### PROBLEM STATEMENT:
Starting at the line that contains "Every instance gets a single point. Point out the person holding", copy each line through the end of the listing below. Include both ends and output nothing more.

(Pointing and labeling entries)
—————
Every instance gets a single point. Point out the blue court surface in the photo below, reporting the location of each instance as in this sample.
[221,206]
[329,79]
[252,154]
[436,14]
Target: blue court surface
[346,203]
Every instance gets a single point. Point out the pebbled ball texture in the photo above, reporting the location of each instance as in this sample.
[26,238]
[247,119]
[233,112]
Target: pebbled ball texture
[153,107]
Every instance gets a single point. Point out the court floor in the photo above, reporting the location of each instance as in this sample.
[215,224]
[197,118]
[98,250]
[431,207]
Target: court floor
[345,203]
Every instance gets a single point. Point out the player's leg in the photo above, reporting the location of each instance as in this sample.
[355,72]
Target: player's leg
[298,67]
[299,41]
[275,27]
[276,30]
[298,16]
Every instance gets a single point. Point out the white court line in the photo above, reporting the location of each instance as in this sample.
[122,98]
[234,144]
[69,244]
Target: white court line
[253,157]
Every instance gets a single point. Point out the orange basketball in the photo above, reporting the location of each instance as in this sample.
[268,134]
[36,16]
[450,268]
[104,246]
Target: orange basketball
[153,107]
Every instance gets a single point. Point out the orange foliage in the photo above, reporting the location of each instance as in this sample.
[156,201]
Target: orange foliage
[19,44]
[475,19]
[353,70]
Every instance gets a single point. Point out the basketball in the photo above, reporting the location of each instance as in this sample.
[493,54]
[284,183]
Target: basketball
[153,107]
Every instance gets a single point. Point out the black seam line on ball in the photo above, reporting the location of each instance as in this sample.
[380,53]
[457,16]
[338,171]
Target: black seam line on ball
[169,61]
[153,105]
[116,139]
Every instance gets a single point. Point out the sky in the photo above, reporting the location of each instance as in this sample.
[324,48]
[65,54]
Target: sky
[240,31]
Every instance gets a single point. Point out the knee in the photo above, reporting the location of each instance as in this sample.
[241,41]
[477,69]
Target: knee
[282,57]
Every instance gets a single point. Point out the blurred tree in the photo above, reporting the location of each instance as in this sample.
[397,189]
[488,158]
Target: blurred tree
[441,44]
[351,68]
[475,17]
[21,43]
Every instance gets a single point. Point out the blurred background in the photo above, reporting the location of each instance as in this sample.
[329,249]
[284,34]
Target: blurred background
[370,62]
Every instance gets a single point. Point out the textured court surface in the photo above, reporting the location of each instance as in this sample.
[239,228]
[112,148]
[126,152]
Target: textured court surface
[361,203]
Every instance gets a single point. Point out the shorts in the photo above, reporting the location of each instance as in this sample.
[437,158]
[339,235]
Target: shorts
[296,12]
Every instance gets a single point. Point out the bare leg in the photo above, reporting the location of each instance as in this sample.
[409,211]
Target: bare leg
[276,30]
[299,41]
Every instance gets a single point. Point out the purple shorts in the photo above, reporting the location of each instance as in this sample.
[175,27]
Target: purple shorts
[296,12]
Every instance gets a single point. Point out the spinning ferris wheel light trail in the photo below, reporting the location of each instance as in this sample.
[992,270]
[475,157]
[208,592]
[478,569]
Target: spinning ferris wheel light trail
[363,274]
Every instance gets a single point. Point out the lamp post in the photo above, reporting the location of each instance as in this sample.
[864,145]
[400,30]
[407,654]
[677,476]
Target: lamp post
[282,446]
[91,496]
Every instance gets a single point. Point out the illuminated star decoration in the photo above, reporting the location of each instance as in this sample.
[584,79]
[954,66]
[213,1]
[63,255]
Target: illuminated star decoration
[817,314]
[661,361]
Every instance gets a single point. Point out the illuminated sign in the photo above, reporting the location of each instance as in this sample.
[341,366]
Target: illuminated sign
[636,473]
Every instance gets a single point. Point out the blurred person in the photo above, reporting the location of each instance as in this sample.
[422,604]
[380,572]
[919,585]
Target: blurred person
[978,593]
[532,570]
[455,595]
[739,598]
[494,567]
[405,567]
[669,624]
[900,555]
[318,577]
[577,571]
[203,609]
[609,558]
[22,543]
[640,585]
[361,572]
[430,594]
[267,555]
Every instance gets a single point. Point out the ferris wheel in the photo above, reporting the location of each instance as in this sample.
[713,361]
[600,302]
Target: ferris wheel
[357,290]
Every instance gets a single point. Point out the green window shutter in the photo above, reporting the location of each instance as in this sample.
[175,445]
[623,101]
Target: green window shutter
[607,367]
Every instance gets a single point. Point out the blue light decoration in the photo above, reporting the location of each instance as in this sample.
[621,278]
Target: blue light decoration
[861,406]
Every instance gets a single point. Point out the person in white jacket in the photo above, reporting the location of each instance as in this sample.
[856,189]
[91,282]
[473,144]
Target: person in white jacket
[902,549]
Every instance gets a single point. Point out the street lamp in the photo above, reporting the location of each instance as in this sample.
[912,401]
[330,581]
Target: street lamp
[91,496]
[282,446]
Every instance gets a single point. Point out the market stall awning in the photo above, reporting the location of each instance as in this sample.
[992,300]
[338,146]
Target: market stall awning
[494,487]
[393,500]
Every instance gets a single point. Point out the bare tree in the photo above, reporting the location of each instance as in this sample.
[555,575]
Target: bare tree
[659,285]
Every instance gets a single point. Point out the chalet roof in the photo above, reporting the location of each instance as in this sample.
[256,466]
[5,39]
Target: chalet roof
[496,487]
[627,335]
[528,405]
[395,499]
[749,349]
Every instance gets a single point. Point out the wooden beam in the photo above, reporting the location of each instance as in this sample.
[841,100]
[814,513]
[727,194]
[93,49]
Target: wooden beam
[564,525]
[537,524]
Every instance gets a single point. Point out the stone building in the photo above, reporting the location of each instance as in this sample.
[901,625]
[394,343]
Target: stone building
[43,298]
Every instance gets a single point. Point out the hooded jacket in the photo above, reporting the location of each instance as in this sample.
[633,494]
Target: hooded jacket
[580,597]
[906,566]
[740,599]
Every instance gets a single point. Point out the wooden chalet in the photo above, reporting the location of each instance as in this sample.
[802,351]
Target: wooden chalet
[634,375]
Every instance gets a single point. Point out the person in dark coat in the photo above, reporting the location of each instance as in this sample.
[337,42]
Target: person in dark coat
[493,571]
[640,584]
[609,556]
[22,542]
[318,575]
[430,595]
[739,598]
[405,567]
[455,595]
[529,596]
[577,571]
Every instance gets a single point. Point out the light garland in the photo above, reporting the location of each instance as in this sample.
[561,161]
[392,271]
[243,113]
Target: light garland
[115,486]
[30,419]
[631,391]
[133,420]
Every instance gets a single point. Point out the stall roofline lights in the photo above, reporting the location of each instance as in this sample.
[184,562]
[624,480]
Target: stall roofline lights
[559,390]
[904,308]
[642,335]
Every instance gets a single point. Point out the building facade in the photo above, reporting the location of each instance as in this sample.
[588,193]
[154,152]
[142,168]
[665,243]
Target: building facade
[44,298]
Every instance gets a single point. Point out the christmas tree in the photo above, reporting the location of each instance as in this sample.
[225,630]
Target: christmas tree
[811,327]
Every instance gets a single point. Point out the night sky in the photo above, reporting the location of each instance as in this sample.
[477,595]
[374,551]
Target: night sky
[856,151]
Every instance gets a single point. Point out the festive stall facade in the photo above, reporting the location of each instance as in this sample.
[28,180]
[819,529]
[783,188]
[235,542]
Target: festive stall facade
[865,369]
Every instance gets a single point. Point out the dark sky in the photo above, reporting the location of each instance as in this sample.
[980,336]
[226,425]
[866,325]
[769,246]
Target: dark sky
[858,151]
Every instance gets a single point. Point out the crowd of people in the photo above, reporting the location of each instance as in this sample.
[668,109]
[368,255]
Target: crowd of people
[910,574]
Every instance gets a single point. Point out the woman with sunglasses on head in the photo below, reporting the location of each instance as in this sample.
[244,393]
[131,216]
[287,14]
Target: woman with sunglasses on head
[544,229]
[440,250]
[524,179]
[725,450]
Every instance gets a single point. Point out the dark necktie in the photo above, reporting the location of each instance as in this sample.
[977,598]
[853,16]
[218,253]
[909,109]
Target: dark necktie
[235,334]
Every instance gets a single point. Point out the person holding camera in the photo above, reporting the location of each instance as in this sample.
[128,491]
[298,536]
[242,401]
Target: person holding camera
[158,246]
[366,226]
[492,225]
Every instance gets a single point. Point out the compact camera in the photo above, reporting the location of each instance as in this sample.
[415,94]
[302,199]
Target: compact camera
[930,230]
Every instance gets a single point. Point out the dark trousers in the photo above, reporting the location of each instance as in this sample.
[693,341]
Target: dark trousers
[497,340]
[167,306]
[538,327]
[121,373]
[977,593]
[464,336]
—————
### FINAL RESULT:
Every instance gets a single point. Point out the person holding camera in the photo above, reporting the location of each instance as in this sample.
[128,491]
[298,536]
[242,401]
Target: person holding camera
[158,246]
[366,226]
[492,225]
Every instance gets a single point. Point out the compact camera in the photo above, reporting the location of each instance as in this sample.
[415,94]
[302,199]
Target: compact camera
[930,230]
Every instance gets a single point. Point out the dark trousers in the photo above, reporting the location of each instance as in this sample.
[693,341]
Target: dark trousers
[497,340]
[167,306]
[538,327]
[121,373]
[977,593]
[464,336]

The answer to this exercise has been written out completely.